#### Supplied text:
______________________________

Here’s my analysis of those proposals, taken from the document.
The UK effect of Strasbourg cases
One of the key changes in the new British Bill of Rights would be to
Break the formal link between British courts and the European Court of Human Rights. In future Britain’s courts will no longer be required to take into account rulings from the Court in Strasbourg.
This would be a change from the current situation under the Human Rights Act, under which judges must “take into account” Strasbourg rulings. But it’s not quite as radical a change as it seems initially. Under this proposal, judges would not be prevented from taking account of a Strasbourg judgments, or from following it – whether they agreed with it or not. So this is not as radical as the change I suggested in my post earlier this week, which was
to make clear that a UK court should only determine a human rights issue in accordance with a Strasbourg ruling if it agrees with that ruling.
“Parliamentary override”
The document tells us the Bill of Rights and Responsibilities would
End the ability of the European Court of Human Rights to force the UK to change the law. Every judgement that UK law is incompatible with the Convention will be treated as advisory and we will introduce a new Parliamentary procedure to formally consider the judgement. It will only be binding in UK law if Parliament agrees that it should be enacted as such.
Again, this sounds very radical, and its language is certainly a slap in the face for the European Court and the rule of law. But its actual effect wouldn’t be as great as the Tories may claim. As things stand, no European Court judgment can result in a change to UK legislation without Parliament’s consent. That’s why prisoners still don’t have the vote. All this would do is trumpet (perhaps by declaratory words) what is already the case.
In fact in some ways this proposal puts more human rights obligations on Parliament than it has under the Human Rights Act. There is currently no legal duty on Parliament to consider any Strasbourg judgment. The Conservatives plan would oblige it to for the very first time.
And notice that it’s only some judgments that will be treated as advisory – those implying that UK law is incompatible with the Convention. Not all judgments against the UK do that, so presumably the others (like Abu Qatada’s case, which was about an individual decision, not the law as a whole) will still be treated as binding.

______________________________

(Data records)
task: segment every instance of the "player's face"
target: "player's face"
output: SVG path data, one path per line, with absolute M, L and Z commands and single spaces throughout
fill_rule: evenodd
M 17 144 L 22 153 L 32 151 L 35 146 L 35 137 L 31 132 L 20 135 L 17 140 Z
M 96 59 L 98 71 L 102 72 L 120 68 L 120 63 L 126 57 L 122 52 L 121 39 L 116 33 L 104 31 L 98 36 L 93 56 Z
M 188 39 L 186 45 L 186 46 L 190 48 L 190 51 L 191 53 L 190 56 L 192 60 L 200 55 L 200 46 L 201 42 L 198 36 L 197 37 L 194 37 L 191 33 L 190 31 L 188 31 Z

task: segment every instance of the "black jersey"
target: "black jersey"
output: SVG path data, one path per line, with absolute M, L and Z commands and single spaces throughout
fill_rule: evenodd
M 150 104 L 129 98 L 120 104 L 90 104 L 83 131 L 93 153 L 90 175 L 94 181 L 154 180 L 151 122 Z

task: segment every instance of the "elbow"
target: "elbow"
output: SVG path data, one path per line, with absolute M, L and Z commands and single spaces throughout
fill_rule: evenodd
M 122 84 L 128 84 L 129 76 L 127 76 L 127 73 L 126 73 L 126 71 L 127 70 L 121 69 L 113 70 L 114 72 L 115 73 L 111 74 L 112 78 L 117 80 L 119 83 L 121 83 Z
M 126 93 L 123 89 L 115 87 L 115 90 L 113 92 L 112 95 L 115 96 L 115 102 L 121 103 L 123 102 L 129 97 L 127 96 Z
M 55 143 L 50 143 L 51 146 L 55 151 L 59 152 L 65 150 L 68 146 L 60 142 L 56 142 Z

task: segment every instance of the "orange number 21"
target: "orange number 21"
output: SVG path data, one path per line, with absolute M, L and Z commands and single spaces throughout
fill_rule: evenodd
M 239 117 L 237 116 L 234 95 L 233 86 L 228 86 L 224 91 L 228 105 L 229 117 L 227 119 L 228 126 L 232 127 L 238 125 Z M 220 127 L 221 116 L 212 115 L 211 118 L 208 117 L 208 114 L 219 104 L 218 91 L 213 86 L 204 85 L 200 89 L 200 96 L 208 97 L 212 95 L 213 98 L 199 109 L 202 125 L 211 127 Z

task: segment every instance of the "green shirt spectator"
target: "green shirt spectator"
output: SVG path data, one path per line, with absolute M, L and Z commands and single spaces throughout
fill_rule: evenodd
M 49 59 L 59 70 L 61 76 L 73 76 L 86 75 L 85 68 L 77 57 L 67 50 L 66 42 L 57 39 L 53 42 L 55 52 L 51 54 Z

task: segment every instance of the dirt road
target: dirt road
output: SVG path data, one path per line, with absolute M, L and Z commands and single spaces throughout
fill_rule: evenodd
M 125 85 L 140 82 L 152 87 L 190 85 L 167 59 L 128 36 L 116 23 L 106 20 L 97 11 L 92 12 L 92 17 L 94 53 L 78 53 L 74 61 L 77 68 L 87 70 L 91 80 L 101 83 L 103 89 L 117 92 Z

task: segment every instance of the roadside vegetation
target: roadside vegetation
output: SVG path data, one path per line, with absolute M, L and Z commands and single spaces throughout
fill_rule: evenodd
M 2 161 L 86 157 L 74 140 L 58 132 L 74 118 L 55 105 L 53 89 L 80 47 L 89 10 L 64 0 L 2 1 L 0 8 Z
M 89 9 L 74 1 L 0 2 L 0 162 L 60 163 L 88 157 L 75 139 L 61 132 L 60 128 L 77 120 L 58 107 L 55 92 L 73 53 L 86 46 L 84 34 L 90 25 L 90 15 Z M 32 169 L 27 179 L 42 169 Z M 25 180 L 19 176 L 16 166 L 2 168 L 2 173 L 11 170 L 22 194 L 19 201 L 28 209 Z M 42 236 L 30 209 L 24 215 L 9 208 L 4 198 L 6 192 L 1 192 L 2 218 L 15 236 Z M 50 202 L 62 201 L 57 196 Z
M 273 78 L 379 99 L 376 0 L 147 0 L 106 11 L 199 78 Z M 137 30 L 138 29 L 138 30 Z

______________________________

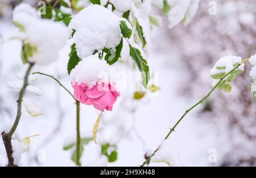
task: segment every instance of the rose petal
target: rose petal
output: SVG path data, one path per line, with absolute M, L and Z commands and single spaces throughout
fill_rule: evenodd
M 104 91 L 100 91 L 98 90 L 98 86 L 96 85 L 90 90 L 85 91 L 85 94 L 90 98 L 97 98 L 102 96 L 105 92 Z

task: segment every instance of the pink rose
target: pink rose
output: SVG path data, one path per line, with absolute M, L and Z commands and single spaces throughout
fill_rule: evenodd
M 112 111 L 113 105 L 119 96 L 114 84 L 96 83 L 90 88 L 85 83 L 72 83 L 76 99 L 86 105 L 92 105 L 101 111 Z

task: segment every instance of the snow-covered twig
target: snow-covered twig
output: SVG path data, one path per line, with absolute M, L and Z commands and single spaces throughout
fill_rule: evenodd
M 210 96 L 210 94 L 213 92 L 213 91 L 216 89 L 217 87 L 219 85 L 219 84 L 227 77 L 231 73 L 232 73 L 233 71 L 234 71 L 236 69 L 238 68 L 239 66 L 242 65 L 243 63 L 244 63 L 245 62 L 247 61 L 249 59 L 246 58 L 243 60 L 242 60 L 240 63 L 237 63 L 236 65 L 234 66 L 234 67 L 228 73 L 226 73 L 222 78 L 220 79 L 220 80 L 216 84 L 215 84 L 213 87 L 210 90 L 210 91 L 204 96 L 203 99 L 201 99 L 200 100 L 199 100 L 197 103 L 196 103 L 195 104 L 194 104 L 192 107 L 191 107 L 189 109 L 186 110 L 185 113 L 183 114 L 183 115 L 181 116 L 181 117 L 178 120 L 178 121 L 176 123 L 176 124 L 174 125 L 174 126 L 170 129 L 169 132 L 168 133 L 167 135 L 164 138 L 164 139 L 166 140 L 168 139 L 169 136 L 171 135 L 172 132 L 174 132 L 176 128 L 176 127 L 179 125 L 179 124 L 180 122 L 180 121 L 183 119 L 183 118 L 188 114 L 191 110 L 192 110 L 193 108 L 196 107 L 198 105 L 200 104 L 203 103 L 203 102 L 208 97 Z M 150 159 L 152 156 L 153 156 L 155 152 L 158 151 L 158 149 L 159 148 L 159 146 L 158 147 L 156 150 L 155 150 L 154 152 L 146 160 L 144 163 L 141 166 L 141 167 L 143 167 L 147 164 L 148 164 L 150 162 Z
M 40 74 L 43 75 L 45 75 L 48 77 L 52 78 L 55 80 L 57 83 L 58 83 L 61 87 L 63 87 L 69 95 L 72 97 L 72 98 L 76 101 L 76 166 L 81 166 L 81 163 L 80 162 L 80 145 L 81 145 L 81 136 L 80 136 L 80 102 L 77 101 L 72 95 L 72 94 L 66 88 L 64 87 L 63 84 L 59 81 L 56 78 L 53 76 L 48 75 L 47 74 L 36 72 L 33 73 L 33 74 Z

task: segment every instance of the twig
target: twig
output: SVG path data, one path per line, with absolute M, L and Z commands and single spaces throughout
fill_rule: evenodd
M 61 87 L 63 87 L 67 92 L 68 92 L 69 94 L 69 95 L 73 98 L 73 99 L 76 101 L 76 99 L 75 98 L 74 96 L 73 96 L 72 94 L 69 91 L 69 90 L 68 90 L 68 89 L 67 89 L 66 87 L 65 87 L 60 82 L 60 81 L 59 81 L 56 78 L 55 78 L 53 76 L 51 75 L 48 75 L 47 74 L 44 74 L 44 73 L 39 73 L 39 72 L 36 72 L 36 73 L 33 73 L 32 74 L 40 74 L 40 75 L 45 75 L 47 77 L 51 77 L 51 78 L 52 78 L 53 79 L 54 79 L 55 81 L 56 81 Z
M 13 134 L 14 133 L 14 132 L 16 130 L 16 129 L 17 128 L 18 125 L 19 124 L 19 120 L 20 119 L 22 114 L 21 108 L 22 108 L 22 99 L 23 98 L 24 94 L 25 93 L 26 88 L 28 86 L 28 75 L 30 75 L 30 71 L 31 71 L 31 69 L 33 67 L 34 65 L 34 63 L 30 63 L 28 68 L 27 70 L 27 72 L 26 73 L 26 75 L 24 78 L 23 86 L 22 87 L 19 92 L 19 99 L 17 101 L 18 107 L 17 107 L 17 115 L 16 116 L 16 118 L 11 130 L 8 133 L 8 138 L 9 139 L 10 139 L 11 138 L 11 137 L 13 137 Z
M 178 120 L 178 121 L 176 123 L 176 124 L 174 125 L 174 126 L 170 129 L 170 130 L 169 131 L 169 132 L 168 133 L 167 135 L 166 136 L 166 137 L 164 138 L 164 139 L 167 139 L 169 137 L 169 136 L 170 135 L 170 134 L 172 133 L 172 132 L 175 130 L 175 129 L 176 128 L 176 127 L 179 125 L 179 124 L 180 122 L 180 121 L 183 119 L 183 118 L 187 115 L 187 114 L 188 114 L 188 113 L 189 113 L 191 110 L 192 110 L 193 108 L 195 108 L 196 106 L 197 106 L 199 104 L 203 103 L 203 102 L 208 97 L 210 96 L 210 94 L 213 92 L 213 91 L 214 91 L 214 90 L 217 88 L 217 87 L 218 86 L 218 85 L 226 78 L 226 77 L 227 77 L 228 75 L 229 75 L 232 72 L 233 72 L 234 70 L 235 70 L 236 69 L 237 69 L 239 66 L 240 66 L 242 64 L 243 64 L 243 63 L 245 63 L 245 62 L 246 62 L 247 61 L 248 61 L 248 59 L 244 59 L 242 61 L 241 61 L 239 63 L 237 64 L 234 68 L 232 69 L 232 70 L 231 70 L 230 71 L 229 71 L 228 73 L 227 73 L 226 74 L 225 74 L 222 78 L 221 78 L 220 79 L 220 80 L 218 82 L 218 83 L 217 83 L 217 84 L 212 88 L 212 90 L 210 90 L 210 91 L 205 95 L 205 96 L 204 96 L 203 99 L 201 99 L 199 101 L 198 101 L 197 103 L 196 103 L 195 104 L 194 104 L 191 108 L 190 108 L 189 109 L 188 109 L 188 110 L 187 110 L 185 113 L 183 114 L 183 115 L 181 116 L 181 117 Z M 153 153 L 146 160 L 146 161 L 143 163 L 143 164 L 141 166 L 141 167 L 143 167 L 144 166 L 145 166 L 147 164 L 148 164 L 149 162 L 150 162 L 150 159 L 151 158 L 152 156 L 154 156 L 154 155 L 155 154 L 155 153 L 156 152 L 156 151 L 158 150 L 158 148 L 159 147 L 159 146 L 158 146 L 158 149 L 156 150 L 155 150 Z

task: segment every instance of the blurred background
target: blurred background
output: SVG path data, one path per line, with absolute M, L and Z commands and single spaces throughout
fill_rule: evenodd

______________________________

#### Given request A:
According to the analysis of the Bill of Rights proposals, why would the "Parliamentary override" have less actual effect than the Tories may claim?
#### Given request B:
From the analysis of the Bill of Rights proposals, transcribe the passage starting with "Again, this sounds" and going on through "very first time.".

#### Task result A:
Under current arrangements, no European Court judgment can change UK legislation without Parliament's consent, which is why prisoners still don't have the vote. The proposal would only trumpet what is already the case.

#### Task result B:
Again, this sounds very radical, and its language is certainly a slap in the face for the European Court and the rule of law. But its actual effect wouldn’t be as great as the Tories may claim. As things stand, no European Court judgment can result in a change to UK legislation without Parliament’s consent. That’s why prisoners still don’t have the vote. All this would do is trumpet (perhaps by declaratory words) what is already the case.
In fact in some ways this proposal puts more human rights obligations on Parliament than it has under the Human Rights Act. There is currently no legal duty on Parliament to consider any Strasbourg judgment. The Conservatives plan would oblige it to for the very first time.